(Required task A)
Locate each line in the listing that contains the word "tower" and copy those lines.
══ Document extract ══
Jump to: navigation, search

Neutron Trunk API Performance and Scaling

Revision as of 16:14, 2 December 2016 by Bence.romsics (talk | contribs)

Back to Neutron/TrunkPort

WORK IN PROGRESS

Testbed

underlying hardware

CPU Intel(R) Core(TM) i7-4600M CPU @ 2.90GHz
RAM DDR3 Synchronous 1600 MHz

VM running devstack

vCPU count 2
RAM 6 GiB

software versions

2016 late november, cc. 6 weeks after the newton release

ubuntu 16.04.1
openvswitch 2.5.0-0ubuntu1
devstack a3bb131
neutron b8347e1
nova 2249898
python-neutronclient 36ad0b7
python-novaclient 6.0.0
python-openstackclient 3.3.0

local.conf

only the relevant parts

[[post-config|/etc/neutron/neutron.conf]]
[DEFAULT]
service_plugins = trunk,...
═══
══ Available data ══
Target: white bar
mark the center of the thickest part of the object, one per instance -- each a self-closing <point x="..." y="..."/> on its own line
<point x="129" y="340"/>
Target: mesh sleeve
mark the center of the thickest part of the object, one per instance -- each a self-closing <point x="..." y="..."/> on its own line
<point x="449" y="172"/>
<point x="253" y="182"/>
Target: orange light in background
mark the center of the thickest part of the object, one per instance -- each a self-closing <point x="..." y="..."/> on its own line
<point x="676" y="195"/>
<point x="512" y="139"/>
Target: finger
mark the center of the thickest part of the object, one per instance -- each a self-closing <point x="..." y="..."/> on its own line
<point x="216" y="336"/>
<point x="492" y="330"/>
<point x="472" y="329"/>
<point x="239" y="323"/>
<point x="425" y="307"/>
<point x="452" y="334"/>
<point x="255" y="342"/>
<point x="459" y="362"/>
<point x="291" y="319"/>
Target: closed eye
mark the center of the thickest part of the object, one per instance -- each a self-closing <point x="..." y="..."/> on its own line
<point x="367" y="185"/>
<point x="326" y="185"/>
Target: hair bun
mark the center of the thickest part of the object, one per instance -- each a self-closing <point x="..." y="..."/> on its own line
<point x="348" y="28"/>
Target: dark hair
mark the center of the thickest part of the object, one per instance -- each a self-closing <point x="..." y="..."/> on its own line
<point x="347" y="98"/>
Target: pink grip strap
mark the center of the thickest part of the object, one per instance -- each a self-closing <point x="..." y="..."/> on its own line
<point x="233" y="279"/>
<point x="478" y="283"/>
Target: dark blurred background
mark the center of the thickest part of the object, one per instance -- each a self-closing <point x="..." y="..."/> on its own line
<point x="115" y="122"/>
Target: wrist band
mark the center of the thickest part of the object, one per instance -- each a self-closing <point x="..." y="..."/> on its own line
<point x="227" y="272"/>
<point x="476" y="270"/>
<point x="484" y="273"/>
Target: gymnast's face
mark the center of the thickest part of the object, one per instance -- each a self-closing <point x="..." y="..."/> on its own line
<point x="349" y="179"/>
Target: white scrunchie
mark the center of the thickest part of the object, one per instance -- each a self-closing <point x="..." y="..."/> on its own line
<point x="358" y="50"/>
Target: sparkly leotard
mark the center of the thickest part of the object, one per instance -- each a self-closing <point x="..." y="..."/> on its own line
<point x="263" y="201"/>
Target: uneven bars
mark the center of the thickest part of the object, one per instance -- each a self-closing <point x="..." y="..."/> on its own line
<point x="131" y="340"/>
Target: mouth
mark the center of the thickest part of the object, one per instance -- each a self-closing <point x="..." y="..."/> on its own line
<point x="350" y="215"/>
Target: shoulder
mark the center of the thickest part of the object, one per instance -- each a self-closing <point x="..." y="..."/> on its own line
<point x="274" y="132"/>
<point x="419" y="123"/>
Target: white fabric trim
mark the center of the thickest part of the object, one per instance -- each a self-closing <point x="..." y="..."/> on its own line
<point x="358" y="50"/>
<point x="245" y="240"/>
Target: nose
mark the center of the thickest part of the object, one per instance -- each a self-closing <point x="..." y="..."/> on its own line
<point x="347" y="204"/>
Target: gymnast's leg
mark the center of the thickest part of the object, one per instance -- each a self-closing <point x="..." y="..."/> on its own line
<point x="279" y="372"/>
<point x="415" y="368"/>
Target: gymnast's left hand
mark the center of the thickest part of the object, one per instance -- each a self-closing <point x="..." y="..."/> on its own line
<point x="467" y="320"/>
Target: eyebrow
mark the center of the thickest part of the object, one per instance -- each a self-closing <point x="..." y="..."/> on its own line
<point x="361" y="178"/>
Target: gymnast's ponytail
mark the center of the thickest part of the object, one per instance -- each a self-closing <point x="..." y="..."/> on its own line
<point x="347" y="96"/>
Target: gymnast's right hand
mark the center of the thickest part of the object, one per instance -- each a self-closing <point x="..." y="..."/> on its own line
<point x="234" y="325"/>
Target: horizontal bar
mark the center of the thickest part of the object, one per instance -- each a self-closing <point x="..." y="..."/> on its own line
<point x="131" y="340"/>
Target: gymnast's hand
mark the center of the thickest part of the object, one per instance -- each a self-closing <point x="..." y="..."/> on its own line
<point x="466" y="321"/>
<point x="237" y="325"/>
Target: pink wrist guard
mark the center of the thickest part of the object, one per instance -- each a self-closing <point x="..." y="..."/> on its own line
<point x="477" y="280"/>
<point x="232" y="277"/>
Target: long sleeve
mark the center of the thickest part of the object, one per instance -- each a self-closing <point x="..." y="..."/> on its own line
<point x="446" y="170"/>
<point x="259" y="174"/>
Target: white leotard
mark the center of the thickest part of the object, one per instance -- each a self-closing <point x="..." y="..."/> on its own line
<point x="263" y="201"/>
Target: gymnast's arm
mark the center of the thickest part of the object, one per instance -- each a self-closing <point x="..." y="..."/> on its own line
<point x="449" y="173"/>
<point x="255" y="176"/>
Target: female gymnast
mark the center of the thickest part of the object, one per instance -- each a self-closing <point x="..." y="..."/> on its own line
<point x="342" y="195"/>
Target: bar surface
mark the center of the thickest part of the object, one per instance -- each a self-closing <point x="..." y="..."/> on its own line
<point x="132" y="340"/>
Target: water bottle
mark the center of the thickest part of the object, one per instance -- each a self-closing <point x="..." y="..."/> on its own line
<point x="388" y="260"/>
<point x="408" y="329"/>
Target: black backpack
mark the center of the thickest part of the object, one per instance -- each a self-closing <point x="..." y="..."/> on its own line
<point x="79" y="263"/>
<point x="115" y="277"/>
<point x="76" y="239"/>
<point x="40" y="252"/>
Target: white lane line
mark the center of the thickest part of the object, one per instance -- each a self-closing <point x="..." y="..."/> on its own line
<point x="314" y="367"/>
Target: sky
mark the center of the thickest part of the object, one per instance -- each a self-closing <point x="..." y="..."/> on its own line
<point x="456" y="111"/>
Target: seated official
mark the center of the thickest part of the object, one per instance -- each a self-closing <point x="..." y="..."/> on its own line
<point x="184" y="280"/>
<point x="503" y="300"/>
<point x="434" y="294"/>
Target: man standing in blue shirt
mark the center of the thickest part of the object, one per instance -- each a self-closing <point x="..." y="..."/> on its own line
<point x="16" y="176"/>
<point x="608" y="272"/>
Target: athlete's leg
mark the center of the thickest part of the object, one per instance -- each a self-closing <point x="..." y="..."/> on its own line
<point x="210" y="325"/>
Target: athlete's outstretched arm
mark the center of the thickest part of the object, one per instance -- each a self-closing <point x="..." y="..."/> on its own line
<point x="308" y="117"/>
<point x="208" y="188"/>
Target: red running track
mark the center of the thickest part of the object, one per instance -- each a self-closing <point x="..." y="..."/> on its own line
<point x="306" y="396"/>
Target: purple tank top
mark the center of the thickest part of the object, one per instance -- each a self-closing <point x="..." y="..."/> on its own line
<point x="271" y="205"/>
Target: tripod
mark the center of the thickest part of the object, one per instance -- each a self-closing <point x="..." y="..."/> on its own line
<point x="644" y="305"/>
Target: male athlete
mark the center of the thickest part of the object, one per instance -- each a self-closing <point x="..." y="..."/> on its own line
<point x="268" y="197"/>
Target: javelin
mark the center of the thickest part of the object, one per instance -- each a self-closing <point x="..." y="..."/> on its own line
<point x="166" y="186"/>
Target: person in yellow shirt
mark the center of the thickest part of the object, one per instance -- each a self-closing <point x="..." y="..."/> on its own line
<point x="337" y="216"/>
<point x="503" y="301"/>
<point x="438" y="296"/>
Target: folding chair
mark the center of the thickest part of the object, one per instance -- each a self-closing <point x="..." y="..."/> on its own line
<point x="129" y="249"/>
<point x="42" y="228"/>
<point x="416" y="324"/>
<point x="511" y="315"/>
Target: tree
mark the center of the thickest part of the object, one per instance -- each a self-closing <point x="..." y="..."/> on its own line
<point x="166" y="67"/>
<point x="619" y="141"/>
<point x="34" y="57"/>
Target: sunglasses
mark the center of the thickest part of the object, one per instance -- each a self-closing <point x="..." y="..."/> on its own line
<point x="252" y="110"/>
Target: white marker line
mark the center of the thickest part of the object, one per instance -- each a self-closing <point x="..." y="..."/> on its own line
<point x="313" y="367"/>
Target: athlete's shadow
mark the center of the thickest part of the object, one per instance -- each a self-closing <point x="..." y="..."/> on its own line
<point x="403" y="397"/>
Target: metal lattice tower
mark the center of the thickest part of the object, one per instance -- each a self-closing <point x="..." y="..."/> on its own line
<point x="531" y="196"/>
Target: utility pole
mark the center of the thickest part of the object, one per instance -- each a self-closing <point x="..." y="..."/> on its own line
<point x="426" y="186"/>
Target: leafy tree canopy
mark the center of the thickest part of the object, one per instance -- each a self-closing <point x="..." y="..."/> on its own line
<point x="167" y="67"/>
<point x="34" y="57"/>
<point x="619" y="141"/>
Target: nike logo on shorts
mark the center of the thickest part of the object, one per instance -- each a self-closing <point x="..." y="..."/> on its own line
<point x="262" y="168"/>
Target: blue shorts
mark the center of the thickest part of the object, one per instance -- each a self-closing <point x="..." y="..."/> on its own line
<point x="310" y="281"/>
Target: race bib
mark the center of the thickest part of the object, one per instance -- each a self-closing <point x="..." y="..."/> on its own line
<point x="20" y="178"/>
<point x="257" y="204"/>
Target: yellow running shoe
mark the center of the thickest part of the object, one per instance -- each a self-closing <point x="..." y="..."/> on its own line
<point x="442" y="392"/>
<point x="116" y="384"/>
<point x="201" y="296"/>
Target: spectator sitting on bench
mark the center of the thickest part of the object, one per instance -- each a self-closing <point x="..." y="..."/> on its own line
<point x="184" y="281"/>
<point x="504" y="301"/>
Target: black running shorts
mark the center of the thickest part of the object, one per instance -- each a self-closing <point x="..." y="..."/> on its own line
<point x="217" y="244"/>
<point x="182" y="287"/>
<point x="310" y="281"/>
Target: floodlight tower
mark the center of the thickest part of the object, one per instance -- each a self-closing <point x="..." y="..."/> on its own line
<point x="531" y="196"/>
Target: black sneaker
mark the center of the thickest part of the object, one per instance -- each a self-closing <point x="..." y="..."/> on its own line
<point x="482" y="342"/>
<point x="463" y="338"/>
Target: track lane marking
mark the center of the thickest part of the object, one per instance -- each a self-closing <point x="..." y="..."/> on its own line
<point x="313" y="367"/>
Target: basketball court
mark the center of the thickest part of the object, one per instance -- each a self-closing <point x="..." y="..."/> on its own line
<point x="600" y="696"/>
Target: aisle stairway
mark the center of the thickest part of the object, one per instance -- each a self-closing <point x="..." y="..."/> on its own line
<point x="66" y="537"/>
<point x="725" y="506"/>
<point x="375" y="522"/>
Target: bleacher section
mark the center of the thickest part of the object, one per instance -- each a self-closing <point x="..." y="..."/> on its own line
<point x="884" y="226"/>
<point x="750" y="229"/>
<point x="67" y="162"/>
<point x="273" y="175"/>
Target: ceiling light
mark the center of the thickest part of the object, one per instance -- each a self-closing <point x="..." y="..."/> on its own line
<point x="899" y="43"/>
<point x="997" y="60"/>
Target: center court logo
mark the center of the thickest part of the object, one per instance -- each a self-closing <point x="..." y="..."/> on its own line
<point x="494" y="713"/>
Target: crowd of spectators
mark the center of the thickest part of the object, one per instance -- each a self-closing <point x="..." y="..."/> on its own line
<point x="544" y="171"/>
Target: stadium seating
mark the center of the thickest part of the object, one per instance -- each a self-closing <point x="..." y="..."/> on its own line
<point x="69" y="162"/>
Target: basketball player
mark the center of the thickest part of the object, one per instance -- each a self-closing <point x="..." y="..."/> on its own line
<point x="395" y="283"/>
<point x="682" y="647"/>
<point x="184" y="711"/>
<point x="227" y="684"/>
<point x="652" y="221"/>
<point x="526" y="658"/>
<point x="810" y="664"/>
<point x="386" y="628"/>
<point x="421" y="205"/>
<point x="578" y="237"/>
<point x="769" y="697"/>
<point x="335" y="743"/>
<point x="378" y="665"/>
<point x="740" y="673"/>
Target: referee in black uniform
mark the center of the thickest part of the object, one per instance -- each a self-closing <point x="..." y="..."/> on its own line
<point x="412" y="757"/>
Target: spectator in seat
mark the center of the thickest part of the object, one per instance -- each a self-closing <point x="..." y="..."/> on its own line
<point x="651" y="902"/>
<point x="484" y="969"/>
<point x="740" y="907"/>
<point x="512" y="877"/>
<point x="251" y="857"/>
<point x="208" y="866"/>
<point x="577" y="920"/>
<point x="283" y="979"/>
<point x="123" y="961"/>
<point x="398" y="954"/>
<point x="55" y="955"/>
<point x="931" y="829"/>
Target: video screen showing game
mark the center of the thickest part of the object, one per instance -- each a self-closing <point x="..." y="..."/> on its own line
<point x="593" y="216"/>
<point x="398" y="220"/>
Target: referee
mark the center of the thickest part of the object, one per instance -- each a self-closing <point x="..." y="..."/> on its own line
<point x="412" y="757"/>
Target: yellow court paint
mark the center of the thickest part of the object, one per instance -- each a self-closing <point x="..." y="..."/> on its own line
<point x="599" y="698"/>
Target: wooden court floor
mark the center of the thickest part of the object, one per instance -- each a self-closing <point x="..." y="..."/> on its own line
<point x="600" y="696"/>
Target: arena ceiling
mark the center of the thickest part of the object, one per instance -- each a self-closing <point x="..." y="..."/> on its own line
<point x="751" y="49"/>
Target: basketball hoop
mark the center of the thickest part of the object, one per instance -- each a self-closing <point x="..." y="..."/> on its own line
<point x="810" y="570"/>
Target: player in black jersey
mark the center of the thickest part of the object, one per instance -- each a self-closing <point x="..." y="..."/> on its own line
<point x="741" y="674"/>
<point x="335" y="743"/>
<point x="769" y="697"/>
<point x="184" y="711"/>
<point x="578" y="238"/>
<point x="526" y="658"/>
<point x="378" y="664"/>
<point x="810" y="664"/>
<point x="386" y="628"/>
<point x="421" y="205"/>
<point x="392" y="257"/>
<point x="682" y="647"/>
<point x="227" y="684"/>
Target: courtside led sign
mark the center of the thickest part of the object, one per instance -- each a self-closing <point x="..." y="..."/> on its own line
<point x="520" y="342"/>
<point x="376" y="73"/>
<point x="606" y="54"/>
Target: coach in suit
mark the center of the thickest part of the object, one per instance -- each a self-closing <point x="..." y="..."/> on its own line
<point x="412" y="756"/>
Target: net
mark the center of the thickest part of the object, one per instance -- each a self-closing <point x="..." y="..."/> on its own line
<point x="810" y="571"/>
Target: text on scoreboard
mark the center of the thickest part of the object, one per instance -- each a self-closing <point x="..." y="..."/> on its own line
═══
(Required task B)
On the Neutron trunk API performance page, how much RAM is given to the VM running devstack?

(Final result A)
Target: metal lattice tower
Target: floodlight tower

(Final result B)
6 GiB